►

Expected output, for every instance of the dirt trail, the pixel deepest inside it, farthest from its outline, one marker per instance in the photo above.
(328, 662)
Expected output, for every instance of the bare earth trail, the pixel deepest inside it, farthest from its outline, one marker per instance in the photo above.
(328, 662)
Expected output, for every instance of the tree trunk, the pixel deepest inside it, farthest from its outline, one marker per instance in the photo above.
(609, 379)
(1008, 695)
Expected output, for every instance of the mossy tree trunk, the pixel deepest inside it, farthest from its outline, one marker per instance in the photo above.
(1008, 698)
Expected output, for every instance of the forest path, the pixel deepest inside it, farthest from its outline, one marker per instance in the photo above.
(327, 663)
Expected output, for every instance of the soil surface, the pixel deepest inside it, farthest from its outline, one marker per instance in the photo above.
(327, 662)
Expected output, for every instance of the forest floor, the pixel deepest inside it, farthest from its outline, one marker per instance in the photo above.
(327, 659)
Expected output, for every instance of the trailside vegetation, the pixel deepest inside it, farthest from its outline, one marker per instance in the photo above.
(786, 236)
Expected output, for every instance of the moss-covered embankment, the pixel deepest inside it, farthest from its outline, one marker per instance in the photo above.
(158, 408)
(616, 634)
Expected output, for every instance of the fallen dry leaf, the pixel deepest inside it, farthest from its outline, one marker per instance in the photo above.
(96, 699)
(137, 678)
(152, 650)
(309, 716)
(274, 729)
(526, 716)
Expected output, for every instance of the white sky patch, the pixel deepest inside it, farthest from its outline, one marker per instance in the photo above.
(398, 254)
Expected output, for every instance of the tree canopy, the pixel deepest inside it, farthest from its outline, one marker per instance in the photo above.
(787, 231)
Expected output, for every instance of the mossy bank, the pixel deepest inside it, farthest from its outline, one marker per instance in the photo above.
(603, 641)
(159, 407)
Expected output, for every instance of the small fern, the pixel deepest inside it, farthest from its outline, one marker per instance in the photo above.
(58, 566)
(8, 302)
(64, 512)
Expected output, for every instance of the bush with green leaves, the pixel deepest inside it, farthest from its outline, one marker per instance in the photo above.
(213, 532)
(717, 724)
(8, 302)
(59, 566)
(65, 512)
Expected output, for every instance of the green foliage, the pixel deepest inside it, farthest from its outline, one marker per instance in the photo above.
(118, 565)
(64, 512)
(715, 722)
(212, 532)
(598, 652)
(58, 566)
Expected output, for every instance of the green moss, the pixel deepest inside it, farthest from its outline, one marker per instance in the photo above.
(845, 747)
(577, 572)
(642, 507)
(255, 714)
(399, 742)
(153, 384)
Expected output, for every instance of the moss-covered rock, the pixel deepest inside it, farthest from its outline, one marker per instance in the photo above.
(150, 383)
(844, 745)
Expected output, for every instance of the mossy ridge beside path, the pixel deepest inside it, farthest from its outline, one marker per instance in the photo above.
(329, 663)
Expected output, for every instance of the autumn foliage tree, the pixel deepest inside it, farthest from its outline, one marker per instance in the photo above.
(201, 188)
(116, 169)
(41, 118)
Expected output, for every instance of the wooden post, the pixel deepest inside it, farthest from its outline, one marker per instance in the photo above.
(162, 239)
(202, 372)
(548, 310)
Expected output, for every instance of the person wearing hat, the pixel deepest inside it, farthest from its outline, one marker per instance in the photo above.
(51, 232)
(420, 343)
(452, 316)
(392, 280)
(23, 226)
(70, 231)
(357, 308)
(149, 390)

◄
►

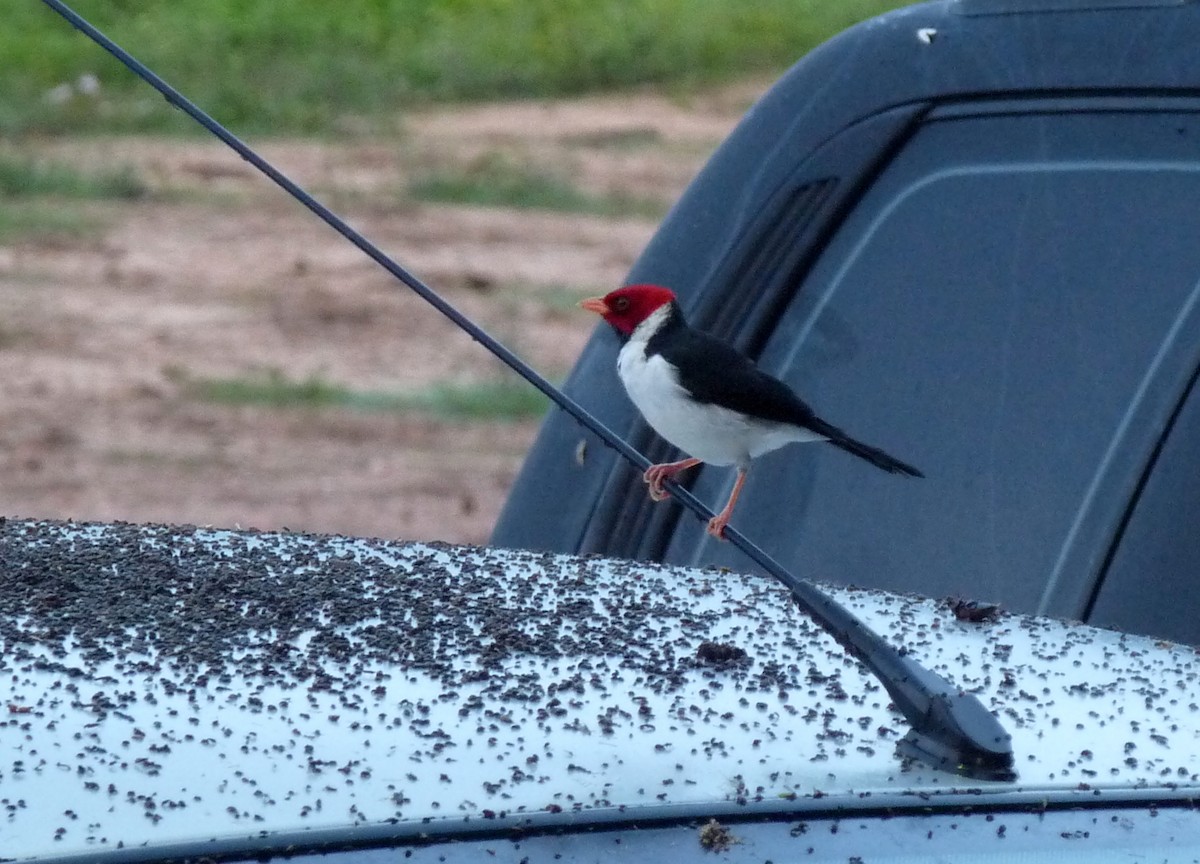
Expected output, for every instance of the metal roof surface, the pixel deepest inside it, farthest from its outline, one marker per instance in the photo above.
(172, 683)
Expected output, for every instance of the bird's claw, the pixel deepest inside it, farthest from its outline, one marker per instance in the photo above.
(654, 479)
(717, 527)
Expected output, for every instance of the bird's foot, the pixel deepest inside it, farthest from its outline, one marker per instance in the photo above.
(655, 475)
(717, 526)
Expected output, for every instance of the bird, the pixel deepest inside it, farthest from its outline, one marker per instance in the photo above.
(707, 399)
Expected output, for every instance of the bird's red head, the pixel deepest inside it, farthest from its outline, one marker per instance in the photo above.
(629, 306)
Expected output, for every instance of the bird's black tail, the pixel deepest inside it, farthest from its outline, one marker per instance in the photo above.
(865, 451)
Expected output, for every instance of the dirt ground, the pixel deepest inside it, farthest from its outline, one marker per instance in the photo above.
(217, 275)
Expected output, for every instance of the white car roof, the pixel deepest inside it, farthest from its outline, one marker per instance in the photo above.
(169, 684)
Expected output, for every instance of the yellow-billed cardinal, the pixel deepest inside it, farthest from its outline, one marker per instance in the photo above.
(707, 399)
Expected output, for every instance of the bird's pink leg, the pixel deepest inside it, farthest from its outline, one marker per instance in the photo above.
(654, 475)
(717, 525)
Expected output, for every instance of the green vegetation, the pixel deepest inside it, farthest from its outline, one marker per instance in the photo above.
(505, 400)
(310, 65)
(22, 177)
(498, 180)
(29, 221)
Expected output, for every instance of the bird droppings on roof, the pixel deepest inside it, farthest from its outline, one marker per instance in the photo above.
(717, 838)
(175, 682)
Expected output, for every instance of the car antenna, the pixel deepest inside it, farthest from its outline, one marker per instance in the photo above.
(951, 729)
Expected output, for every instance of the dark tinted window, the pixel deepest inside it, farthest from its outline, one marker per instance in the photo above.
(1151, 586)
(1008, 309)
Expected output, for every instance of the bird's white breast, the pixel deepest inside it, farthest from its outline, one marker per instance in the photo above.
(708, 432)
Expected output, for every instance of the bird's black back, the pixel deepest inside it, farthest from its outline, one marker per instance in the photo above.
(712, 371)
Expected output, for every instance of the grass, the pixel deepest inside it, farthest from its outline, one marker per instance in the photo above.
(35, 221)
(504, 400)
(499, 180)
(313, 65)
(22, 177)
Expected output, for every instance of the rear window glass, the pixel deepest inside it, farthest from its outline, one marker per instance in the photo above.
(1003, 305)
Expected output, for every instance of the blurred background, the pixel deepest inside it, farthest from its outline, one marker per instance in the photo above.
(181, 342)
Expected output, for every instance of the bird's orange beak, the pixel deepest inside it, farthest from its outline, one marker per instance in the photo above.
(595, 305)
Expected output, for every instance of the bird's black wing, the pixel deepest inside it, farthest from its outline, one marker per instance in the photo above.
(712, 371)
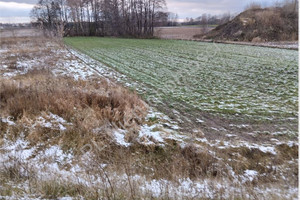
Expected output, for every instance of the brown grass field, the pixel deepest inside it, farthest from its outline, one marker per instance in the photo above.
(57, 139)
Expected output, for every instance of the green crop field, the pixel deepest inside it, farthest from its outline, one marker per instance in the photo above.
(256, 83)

◄

## ZIEL
Bitte suchen Sie aus den Zeilen oben jede heraus, die das Wort „surface“ enthält, und schreiben Sie sie ab.

## ERGEBNIS DER ÜBUNG
Expected output, for every instance of the soil surface, the pixel deepest inside it, farthest from its outline, one marker per instance in the photo above.
Expected output, for every instance of the metal roof surface, the pixel deepest inside it, farthest from its outline, one marker per instance in the photo above.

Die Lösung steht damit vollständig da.